■ WHAT THE EXERCISE ASKS ■
In the data that follows, find each line containing "below" and copy it.
[MATERIAL TO PROCESS]
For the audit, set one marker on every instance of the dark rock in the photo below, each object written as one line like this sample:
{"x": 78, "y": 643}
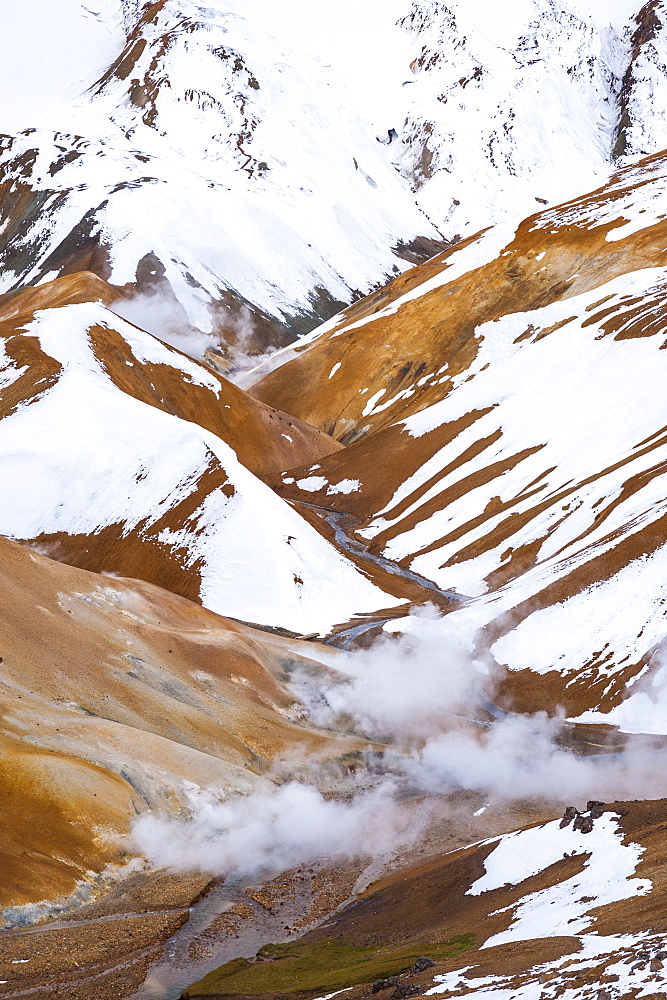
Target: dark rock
{"x": 570, "y": 813}
{"x": 421, "y": 965}
{"x": 384, "y": 984}
{"x": 405, "y": 990}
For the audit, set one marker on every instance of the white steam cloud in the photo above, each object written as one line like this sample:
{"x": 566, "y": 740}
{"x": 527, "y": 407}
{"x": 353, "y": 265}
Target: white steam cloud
{"x": 421, "y": 700}
{"x": 277, "y": 829}
{"x": 164, "y": 318}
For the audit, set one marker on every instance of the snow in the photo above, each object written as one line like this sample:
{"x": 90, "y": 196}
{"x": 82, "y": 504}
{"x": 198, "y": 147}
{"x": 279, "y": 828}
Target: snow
{"x": 511, "y": 104}
{"x": 562, "y": 908}
{"x": 565, "y": 974}
{"x": 260, "y": 133}
{"x": 345, "y": 486}
{"x": 552, "y": 397}
{"x": 305, "y": 199}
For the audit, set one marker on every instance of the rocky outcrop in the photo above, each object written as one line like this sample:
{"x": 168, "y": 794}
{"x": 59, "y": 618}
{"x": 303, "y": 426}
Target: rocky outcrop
{"x": 498, "y": 444}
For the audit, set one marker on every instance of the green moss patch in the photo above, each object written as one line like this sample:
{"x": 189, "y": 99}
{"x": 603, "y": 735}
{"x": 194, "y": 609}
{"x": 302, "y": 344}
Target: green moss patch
{"x": 306, "y": 969}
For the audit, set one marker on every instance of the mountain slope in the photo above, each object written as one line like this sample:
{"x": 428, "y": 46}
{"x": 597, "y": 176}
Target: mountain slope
{"x": 510, "y": 444}
{"x": 171, "y": 504}
{"x": 233, "y": 160}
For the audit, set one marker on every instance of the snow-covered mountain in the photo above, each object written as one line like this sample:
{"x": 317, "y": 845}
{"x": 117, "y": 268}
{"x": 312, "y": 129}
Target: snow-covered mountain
{"x": 510, "y": 444}
{"x": 434, "y": 524}
{"x": 228, "y": 160}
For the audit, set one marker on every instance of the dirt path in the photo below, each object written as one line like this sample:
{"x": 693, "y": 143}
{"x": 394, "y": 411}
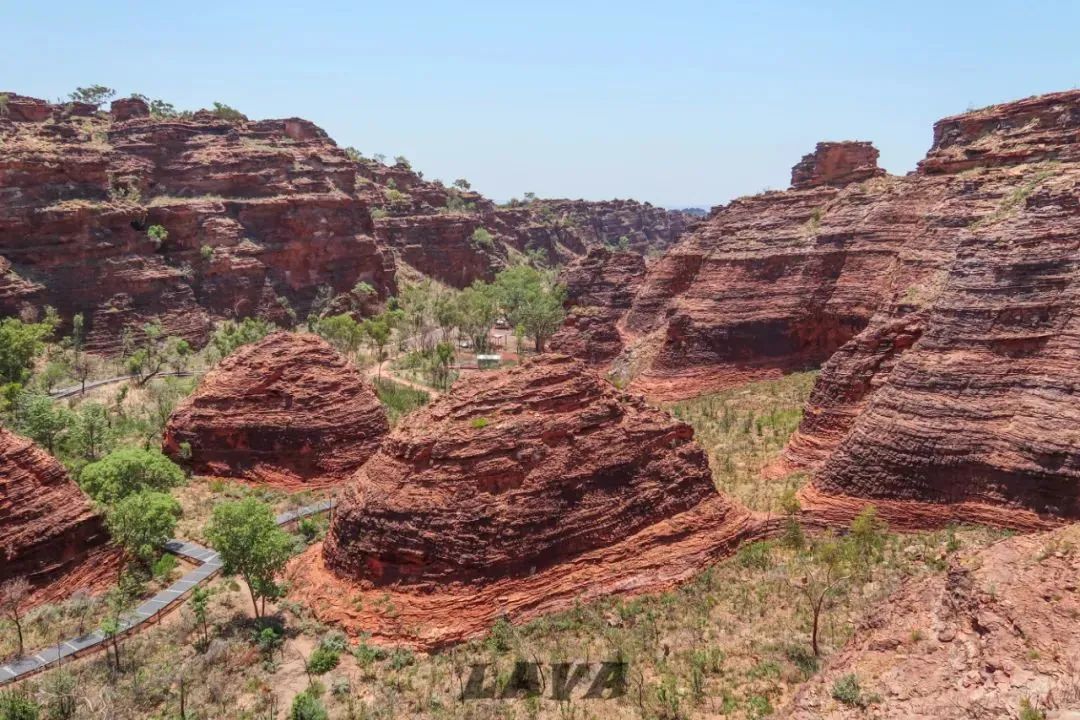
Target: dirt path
{"x": 382, "y": 370}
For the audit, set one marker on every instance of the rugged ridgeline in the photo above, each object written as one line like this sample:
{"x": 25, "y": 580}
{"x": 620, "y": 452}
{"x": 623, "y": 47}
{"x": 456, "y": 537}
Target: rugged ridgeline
{"x": 431, "y": 227}
{"x": 943, "y": 304}
{"x": 261, "y": 218}
{"x": 254, "y": 211}
{"x": 513, "y": 494}
{"x": 286, "y": 411}
{"x": 962, "y": 390}
{"x": 50, "y": 533}
{"x": 996, "y": 629}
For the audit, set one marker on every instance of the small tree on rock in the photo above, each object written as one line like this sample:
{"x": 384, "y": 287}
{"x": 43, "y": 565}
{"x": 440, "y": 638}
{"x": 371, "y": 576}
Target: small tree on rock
{"x": 251, "y": 545}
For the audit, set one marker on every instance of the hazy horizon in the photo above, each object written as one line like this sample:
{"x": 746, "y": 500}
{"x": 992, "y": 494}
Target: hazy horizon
{"x": 678, "y": 107}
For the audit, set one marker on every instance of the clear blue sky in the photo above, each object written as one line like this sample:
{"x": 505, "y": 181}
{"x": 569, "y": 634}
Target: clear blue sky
{"x": 677, "y": 103}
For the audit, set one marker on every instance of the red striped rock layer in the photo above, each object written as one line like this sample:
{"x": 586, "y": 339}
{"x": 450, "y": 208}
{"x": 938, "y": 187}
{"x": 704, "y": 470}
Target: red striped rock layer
{"x": 254, "y": 211}
{"x": 516, "y": 492}
{"x": 996, "y": 629}
{"x": 286, "y": 411}
{"x": 48, "y": 527}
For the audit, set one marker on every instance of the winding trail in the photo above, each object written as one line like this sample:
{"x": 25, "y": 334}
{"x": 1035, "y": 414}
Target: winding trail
{"x": 150, "y": 611}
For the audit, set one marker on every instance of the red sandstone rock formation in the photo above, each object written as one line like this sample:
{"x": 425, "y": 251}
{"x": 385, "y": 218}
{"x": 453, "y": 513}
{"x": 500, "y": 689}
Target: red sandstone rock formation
{"x": 515, "y": 493}
{"x": 998, "y": 628}
{"x": 974, "y": 405}
{"x": 255, "y": 212}
{"x": 287, "y": 411}
{"x": 601, "y": 287}
{"x": 836, "y": 163}
{"x": 49, "y": 530}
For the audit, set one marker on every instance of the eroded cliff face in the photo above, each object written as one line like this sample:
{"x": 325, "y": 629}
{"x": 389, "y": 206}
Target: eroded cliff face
{"x": 601, "y": 288}
{"x": 962, "y": 393}
{"x": 48, "y": 527}
{"x": 516, "y": 493}
{"x": 997, "y": 628}
{"x": 286, "y": 411}
{"x": 257, "y": 215}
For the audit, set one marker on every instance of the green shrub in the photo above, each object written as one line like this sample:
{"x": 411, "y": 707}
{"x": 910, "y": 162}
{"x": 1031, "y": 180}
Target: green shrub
{"x": 482, "y": 238}
{"x": 127, "y": 471}
{"x": 307, "y": 706}
{"x": 755, "y": 556}
{"x": 323, "y": 660}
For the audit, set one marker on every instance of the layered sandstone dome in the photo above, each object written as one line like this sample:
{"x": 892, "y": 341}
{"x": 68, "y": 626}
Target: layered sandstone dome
{"x": 516, "y": 493}
{"x": 513, "y": 472}
{"x": 48, "y": 526}
{"x": 997, "y": 628}
{"x": 287, "y": 410}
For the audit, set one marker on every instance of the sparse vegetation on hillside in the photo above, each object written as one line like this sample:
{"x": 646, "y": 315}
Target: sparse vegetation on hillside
{"x": 744, "y": 429}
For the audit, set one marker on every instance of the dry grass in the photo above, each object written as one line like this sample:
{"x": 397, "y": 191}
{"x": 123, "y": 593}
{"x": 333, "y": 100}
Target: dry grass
{"x": 744, "y": 429}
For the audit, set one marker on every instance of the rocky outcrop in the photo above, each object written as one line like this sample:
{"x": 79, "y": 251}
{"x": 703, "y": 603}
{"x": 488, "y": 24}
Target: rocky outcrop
{"x": 836, "y": 163}
{"x": 257, "y": 215}
{"x": 601, "y": 288}
{"x": 49, "y": 530}
{"x": 515, "y": 493}
{"x": 286, "y": 411}
{"x": 994, "y": 632}
{"x": 974, "y": 407}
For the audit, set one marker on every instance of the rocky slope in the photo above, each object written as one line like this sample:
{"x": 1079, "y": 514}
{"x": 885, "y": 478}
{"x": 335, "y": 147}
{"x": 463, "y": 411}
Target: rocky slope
{"x": 49, "y": 530}
{"x": 601, "y": 287}
{"x": 286, "y": 411}
{"x": 997, "y": 629}
{"x": 262, "y": 217}
{"x": 961, "y": 392}
{"x": 255, "y": 212}
{"x": 513, "y": 494}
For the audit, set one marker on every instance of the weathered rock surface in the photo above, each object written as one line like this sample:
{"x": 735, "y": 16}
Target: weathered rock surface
{"x": 254, "y": 211}
{"x": 49, "y": 529}
{"x": 601, "y": 287}
{"x": 998, "y": 628}
{"x": 971, "y": 402}
{"x": 514, "y": 493}
{"x": 287, "y": 411}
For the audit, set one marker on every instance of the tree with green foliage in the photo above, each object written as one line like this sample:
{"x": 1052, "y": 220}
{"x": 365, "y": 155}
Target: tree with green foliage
{"x": 127, "y": 471}
{"x": 378, "y": 330}
{"x": 341, "y": 331}
{"x": 21, "y": 343}
{"x": 13, "y": 594}
{"x": 92, "y": 434}
{"x": 230, "y": 335}
{"x": 251, "y": 545}
{"x": 530, "y": 297}
{"x": 477, "y": 308}
{"x": 95, "y": 95}
{"x": 43, "y": 420}
{"x": 483, "y": 238}
{"x": 226, "y": 112}
{"x": 143, "y": 521}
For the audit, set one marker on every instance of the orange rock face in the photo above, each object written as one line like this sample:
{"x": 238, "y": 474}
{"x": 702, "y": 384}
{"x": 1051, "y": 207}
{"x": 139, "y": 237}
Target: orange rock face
{"x": 49, "y": 529}
{"x": 516, "y": 492}
{"x": 287, "y": 411}
{"x": 254, "y": 211}
{"x": 998, "y": 628}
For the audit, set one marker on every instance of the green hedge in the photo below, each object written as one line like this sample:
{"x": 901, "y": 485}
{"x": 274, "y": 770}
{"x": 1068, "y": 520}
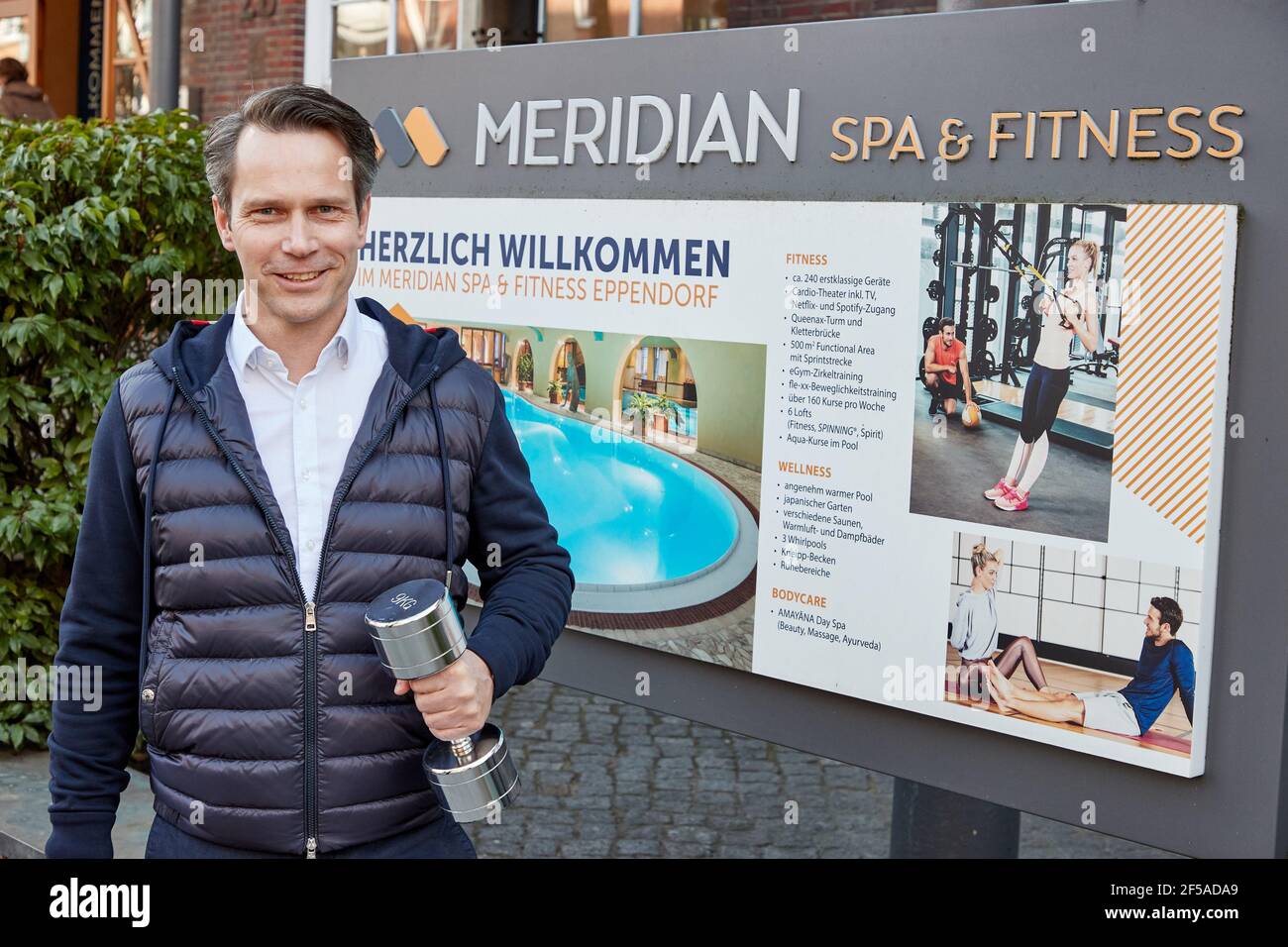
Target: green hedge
{"x": 90, "y": 214}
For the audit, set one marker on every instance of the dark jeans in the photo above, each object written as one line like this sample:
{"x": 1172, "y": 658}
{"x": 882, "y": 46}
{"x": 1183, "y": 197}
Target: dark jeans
{"x": 1042, "y": 395}
{"x": 442, "y": 838}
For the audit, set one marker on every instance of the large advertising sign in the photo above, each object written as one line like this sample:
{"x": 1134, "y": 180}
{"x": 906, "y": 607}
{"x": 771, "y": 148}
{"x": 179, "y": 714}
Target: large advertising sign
{"x": 896, "y": 407}
{"x": 750, "y": 424}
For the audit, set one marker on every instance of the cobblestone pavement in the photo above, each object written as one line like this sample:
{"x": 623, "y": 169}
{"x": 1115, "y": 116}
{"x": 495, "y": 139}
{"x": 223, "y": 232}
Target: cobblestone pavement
{"x": 609, "y": 779}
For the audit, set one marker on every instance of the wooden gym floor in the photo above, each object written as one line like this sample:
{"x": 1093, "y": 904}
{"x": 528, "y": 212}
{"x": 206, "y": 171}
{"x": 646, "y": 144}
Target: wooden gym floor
{"x": 1164, "y": 736}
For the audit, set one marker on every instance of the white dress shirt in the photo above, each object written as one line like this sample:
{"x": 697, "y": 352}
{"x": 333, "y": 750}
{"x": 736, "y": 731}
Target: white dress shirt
{"x": 303, "y": 431}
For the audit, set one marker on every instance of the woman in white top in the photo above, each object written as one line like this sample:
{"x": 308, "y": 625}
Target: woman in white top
{"x": 1072, "y": 311}
{"x": 974, "y": 633}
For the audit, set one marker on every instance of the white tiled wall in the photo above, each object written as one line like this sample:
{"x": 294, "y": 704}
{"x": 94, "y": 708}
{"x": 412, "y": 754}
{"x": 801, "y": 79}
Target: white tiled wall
{"x": 1077, "y": 598}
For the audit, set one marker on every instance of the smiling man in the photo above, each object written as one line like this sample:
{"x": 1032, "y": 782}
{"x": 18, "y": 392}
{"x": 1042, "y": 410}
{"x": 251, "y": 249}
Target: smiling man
[/MATERIAL TO PROCESS]
■ EXERCISE RESULT ■
For the audit, set one marker on every instance of the dark rock in the photo below, each object written as one line like this sample:
For the audit, set one marker on every instance of the dirt path in the photo below, each object written as one line like this sample:
For the audit, set one marker on every instance of the green hedge in the photo below, each object written as one line like this sample:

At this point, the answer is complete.